Set task:
Copy out the listing lines verbatim, starting with the line that contains "For every instance of the tree canopy" and going on through the line that contains "[[105, 309]]", including both of those lines.
+++ Records shown
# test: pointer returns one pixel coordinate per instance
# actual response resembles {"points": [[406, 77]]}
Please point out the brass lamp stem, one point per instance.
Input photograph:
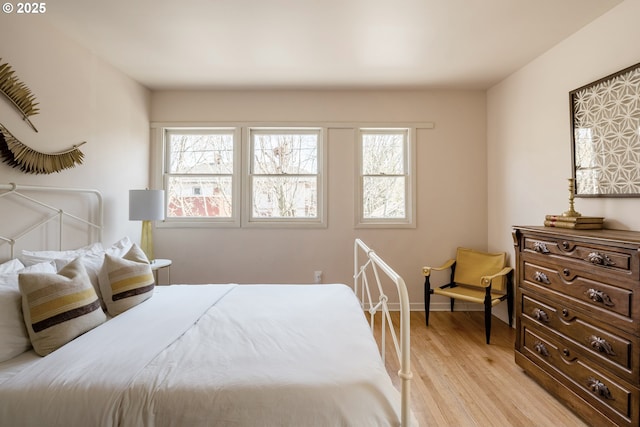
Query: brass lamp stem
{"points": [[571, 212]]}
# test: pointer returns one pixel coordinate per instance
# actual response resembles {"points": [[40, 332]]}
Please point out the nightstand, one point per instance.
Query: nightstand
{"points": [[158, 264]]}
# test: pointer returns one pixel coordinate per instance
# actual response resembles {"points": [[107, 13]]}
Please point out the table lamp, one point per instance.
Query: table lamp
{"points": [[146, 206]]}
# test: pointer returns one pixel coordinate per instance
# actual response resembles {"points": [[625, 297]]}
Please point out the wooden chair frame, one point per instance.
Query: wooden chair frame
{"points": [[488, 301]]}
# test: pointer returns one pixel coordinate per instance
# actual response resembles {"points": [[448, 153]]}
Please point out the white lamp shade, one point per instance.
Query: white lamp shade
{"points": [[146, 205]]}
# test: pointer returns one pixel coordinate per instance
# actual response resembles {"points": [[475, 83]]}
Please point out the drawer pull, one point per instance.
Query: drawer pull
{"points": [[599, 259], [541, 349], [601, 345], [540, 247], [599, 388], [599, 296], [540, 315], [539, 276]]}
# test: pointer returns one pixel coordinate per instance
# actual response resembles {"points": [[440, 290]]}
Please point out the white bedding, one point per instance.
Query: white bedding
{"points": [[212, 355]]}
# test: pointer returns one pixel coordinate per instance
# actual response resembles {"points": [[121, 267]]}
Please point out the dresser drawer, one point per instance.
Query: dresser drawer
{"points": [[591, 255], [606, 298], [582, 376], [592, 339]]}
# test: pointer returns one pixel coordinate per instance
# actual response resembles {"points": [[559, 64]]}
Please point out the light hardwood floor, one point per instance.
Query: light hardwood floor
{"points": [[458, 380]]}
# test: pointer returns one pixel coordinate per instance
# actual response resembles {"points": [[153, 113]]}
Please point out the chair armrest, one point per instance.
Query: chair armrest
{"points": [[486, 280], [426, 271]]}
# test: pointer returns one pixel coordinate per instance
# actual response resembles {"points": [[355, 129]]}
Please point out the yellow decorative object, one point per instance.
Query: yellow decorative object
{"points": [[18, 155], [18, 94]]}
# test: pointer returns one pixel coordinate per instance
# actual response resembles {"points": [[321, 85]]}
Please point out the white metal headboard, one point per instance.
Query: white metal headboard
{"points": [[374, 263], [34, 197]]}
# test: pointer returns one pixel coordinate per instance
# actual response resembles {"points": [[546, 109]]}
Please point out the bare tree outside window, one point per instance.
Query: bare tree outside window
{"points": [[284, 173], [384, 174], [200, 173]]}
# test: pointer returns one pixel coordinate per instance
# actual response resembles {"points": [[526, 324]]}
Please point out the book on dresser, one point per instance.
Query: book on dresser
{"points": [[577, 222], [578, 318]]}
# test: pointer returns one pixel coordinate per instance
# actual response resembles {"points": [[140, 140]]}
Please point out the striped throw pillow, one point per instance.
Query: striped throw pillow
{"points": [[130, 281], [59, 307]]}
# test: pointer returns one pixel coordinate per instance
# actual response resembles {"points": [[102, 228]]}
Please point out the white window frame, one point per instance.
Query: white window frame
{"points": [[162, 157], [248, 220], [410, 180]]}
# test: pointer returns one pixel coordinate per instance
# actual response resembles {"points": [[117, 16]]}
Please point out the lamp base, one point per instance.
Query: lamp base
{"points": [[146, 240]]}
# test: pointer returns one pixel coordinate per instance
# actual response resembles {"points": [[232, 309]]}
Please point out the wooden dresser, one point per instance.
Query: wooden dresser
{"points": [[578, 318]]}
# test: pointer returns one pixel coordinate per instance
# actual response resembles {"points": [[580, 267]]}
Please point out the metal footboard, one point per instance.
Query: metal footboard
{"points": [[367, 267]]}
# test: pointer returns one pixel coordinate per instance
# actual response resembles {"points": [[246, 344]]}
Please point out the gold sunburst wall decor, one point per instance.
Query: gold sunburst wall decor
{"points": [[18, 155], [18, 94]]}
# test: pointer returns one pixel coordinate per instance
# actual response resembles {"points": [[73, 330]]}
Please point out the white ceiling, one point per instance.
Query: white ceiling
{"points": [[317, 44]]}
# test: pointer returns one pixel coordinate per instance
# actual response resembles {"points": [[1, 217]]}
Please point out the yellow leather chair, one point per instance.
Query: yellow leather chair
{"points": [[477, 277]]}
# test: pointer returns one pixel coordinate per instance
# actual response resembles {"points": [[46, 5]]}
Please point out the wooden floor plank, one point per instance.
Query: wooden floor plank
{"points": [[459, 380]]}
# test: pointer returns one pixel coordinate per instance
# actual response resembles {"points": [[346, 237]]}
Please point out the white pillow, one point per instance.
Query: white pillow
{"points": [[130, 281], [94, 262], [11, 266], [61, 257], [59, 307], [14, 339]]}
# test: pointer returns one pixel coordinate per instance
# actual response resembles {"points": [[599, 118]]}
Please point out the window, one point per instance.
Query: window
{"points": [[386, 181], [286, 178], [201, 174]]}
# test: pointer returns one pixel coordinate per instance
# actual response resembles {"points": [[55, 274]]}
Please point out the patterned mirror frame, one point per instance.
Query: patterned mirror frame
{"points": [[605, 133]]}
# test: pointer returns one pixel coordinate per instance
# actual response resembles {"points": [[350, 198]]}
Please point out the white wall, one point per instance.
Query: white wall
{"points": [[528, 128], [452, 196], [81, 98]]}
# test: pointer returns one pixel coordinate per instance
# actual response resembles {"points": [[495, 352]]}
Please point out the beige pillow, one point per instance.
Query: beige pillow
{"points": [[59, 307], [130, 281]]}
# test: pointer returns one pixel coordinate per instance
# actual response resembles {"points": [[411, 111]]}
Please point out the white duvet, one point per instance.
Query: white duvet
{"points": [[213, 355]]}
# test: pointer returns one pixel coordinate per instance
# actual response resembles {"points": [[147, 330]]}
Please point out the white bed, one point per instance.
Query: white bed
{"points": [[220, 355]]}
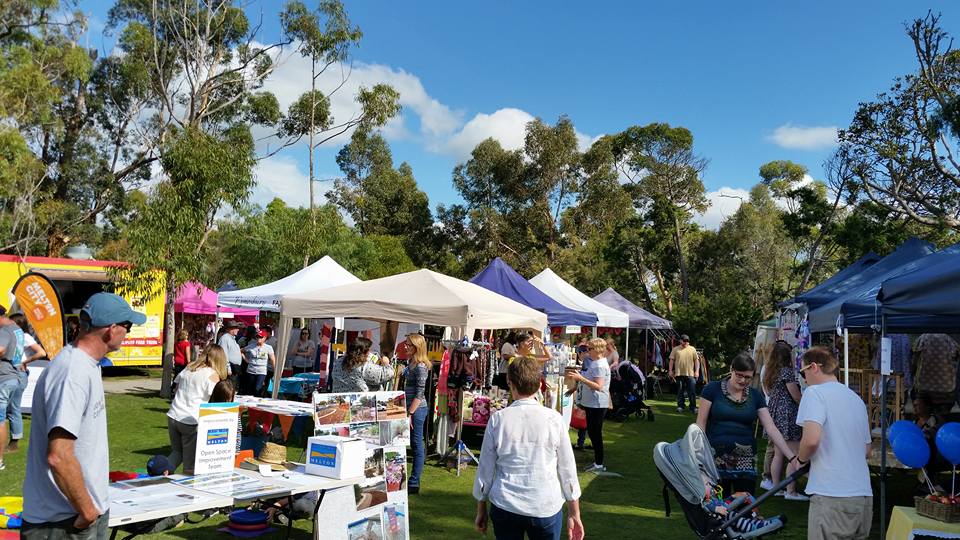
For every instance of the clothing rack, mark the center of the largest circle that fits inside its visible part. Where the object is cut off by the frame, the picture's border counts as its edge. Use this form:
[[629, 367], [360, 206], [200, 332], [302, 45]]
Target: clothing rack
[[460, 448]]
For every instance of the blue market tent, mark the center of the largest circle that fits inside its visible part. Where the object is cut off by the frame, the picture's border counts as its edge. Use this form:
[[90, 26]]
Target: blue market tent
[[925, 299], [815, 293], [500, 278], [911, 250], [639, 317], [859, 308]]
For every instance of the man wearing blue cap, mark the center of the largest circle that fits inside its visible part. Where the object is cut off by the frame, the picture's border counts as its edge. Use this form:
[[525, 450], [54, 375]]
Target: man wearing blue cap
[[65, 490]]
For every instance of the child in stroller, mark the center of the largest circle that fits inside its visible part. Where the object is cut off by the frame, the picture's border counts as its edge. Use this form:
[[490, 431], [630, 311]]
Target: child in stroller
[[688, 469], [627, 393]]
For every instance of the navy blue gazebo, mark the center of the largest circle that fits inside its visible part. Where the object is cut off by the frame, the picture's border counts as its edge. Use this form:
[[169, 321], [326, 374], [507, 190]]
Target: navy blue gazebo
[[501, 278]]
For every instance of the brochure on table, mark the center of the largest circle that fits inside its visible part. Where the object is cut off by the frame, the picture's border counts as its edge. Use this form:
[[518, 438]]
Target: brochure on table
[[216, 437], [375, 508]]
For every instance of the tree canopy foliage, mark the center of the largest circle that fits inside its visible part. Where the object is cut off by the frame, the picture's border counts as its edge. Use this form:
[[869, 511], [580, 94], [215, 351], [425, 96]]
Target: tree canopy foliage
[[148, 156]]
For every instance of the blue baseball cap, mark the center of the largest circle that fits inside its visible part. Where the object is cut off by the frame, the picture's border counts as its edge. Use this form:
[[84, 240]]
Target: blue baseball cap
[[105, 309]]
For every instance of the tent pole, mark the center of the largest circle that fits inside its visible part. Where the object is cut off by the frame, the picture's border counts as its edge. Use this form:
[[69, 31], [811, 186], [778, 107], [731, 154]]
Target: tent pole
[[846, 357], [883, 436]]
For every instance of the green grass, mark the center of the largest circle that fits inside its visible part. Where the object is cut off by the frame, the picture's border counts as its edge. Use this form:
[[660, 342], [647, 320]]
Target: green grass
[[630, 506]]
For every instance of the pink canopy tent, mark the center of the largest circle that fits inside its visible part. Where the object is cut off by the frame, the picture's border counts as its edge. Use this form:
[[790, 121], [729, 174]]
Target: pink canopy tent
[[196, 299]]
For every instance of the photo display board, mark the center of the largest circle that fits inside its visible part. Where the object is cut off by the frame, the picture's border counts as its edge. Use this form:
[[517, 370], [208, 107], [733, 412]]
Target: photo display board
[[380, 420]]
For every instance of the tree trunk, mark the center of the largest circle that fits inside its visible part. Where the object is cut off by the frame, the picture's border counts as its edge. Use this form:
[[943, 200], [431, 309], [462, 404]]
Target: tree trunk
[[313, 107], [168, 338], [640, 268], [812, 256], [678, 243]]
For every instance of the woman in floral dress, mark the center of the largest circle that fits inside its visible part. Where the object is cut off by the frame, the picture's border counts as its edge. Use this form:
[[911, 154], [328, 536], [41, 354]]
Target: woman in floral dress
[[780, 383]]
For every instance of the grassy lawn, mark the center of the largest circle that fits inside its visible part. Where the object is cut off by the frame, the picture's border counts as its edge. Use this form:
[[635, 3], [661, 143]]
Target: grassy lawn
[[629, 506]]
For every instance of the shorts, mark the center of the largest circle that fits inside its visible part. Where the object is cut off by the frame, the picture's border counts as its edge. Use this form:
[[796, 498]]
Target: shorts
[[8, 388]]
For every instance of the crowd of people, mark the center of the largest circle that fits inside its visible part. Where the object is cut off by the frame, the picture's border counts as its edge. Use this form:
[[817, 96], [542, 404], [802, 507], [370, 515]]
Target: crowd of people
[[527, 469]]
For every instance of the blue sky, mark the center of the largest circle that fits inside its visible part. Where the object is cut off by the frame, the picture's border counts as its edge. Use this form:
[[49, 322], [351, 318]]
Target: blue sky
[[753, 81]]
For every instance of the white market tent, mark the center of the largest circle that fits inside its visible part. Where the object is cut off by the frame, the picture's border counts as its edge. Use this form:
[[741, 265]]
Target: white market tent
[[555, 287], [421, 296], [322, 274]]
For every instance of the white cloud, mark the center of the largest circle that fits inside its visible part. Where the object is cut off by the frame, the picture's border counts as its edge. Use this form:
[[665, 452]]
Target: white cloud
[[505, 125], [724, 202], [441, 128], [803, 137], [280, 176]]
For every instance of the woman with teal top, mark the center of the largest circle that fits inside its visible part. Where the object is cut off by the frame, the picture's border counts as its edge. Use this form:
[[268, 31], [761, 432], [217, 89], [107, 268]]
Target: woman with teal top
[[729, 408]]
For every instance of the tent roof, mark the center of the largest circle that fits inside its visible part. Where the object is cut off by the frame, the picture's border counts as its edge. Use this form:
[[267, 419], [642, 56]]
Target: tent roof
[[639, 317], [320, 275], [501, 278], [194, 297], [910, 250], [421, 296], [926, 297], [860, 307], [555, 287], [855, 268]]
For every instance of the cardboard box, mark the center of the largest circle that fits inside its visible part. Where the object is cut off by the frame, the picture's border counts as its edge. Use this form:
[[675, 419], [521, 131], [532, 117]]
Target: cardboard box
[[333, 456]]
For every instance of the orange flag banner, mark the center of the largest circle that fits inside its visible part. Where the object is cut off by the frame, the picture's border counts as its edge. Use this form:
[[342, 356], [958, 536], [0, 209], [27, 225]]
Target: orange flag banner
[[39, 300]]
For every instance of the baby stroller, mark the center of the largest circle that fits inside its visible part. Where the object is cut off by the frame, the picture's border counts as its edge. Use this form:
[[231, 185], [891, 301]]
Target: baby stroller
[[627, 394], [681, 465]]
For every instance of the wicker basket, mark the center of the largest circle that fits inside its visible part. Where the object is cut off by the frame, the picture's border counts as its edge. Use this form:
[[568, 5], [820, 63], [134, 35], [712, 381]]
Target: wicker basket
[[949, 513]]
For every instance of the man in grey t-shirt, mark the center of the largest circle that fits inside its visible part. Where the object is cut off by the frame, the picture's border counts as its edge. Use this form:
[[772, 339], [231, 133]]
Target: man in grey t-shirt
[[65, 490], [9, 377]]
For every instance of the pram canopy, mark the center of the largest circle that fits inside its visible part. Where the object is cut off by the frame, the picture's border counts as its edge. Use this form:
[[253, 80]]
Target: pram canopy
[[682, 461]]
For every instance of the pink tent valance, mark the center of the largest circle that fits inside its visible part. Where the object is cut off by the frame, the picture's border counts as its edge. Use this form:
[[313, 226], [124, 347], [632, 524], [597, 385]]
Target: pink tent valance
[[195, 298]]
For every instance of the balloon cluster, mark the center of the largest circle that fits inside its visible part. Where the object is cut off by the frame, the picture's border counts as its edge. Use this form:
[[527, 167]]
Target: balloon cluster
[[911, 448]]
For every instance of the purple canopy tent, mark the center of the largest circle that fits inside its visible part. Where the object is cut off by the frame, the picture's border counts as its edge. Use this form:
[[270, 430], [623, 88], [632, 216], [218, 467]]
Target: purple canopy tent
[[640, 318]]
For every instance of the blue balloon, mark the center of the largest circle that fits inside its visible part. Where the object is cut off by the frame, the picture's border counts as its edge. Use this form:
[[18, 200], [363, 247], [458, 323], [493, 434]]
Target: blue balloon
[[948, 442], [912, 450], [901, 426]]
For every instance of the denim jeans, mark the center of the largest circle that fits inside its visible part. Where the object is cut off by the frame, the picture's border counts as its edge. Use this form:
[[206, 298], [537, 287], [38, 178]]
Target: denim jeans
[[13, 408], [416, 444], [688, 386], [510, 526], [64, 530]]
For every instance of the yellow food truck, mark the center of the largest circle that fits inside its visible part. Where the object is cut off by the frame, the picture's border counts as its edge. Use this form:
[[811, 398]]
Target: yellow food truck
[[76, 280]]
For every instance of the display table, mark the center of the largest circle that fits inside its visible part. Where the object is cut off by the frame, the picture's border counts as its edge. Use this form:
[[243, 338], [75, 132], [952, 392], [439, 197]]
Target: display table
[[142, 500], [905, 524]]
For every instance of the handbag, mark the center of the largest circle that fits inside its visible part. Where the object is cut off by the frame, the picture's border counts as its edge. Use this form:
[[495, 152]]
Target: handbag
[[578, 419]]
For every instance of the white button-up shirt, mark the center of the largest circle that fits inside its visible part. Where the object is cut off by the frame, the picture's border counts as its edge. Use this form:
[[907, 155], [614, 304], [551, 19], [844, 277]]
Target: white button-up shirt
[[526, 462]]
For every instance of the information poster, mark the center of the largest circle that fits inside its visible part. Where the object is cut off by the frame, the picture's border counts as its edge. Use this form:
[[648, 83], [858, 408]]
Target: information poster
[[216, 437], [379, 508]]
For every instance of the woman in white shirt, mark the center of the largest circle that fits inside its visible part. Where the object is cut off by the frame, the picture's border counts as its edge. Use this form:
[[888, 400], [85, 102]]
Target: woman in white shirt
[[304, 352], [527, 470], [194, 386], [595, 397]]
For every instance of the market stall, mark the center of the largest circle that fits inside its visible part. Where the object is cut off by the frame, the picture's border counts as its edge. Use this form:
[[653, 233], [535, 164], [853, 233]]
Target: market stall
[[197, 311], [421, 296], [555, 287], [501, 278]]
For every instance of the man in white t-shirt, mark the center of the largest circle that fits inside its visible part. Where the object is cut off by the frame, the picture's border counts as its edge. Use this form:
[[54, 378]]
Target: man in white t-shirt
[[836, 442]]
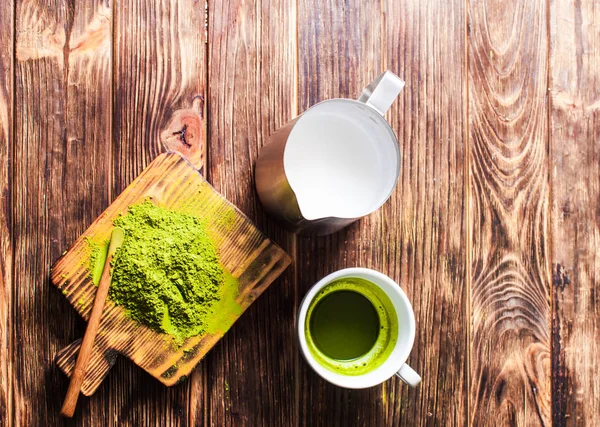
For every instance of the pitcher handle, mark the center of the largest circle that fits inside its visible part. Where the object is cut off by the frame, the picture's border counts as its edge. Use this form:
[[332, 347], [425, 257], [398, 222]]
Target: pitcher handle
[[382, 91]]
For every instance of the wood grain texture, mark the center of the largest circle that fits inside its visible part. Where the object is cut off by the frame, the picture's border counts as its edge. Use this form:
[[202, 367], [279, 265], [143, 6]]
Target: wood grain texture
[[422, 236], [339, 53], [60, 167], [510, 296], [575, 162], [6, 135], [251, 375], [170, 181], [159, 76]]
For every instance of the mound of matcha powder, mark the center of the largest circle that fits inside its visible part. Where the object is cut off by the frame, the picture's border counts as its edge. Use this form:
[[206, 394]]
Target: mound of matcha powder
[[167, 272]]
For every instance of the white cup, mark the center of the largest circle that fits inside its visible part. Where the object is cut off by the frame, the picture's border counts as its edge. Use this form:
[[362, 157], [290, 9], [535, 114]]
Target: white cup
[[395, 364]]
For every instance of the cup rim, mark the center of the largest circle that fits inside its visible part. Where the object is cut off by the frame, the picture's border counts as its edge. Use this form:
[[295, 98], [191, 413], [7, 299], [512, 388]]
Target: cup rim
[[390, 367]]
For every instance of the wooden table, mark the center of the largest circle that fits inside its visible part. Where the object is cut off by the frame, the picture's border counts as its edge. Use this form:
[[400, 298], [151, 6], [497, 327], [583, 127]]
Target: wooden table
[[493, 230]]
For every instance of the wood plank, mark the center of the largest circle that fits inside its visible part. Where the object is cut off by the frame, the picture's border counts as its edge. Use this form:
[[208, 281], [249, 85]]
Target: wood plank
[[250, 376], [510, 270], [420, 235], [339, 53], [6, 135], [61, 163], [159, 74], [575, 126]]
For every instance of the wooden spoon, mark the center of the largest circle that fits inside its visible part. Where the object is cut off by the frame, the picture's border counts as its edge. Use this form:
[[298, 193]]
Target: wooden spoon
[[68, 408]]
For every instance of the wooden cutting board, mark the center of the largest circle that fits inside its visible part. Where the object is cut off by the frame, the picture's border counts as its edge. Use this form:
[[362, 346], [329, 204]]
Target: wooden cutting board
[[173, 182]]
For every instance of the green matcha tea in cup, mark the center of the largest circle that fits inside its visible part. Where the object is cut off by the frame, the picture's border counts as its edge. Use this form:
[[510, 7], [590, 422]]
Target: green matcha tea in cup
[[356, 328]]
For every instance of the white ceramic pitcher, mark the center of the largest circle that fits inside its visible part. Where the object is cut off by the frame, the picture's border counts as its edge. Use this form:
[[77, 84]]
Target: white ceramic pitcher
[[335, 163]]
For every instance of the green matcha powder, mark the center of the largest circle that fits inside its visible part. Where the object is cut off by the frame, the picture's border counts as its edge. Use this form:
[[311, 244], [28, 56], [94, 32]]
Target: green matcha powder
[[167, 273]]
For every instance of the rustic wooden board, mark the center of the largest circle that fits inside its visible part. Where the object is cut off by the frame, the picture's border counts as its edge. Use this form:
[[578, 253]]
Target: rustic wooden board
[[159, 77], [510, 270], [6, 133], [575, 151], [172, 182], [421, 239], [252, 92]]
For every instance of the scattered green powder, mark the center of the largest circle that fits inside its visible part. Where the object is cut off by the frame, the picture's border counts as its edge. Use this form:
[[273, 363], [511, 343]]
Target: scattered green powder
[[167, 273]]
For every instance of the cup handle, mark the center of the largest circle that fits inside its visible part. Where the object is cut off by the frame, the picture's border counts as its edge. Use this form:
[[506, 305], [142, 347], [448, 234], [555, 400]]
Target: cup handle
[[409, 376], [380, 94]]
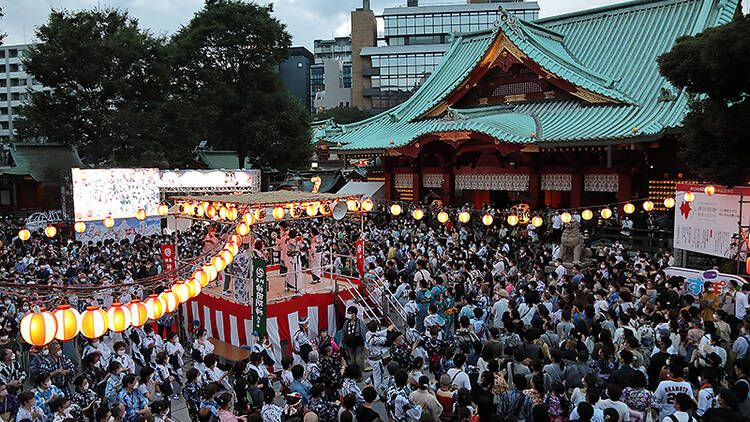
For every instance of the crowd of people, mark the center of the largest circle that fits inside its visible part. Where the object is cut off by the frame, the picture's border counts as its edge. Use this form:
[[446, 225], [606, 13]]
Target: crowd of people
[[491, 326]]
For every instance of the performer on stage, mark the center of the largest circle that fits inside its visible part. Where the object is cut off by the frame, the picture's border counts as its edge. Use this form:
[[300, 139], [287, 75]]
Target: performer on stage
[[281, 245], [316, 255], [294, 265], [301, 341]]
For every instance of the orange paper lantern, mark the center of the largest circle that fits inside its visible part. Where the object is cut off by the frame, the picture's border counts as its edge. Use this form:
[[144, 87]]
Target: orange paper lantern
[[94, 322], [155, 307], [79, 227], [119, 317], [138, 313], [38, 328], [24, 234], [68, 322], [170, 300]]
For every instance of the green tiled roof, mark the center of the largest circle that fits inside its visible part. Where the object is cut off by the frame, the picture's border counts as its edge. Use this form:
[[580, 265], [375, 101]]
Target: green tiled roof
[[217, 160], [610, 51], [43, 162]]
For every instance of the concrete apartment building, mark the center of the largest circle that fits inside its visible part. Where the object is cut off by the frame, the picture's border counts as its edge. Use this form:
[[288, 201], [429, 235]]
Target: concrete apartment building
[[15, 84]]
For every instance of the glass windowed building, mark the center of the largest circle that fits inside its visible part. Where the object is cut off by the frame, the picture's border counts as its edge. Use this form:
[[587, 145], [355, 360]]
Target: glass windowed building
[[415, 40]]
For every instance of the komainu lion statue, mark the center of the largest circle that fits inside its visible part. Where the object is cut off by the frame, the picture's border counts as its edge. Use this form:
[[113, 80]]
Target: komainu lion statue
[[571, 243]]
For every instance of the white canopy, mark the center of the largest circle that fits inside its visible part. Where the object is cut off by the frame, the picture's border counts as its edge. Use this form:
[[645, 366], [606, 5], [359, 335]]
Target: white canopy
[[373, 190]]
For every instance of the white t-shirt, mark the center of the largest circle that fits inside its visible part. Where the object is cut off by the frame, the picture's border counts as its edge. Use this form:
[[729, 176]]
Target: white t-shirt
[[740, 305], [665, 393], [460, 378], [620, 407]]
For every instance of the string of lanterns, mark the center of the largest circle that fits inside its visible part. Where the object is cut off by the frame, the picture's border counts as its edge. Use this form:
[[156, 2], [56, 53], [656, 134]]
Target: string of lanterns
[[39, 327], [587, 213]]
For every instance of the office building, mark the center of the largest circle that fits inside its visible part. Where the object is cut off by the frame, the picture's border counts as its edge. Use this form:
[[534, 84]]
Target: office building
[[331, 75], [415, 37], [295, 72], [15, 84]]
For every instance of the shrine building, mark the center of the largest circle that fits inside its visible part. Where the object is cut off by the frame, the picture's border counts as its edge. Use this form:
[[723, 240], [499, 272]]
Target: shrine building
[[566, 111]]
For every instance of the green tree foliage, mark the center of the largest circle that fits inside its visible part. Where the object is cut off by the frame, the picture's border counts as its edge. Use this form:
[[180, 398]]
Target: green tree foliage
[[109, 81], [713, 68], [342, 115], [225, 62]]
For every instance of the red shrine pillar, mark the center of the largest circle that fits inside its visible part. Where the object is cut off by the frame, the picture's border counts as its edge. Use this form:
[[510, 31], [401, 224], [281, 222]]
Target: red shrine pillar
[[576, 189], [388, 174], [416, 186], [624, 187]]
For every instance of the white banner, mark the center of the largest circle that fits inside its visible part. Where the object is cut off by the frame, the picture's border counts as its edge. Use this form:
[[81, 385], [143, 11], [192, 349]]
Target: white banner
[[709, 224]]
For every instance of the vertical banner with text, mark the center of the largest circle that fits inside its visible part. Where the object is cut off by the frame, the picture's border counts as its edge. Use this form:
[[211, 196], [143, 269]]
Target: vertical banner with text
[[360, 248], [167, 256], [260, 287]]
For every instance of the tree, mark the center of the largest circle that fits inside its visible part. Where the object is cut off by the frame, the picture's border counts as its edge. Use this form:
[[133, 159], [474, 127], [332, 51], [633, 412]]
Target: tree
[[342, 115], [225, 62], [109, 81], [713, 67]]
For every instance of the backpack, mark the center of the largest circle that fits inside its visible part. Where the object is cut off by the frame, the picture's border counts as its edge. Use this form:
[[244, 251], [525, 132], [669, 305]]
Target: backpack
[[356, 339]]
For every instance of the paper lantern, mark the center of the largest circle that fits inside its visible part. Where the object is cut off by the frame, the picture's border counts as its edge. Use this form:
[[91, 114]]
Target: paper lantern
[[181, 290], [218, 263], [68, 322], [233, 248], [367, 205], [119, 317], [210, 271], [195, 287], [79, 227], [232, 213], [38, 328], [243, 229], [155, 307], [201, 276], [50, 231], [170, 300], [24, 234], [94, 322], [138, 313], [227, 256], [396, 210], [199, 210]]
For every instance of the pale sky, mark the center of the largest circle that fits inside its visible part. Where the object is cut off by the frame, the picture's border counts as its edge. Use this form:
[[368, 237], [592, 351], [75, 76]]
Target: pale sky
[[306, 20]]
++++++
Result for this exercise:
For every instance of the tree canopy foliage, mark the center of the largest circle that fits inside its visible part. Where the object is cut off by the frame, the picture's border counts as its edge. Use this form:
[[869, 511], [580, 94], [215, 351], [425, 96]]
Target: tree canopy foliage
[[148, 156]]
For every instance of the blue baseball cap, mark the center of the largest circle that fits inside its visible part. Where the object is cut off by the frame, the picture's border counts as its edge. Use this form:
[[84, 240]]
Target: blue baseball cap
[[105, 309]]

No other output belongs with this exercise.